_WHAT TO WORK ON_.
Take each line below that has "large" and copy it.

SUPPLIED ENTRIES below:

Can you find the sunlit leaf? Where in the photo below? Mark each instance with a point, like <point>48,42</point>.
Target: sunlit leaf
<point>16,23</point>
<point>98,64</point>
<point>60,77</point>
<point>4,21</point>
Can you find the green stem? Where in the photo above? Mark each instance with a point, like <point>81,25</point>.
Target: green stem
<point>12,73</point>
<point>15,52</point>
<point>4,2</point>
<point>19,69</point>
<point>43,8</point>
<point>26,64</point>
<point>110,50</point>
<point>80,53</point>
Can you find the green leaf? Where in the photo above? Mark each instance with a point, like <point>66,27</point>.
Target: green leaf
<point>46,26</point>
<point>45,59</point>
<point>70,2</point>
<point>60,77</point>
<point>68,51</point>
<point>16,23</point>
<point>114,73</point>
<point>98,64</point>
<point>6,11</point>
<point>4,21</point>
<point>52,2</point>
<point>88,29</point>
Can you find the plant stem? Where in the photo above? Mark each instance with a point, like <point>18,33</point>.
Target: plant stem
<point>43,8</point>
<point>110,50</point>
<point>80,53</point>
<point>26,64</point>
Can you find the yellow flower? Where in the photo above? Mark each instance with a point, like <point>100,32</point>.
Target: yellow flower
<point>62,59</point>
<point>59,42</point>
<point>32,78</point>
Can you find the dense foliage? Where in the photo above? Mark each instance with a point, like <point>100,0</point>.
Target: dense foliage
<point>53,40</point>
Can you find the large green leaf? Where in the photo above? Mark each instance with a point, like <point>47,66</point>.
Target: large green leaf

End of SUPPLIED ENTRIES.

_TASK ANSWER_.
Can you find the large green leaf? Where in the photo above? Mark each instance with a point, like <point>47,66</point>.
Target: large green leaf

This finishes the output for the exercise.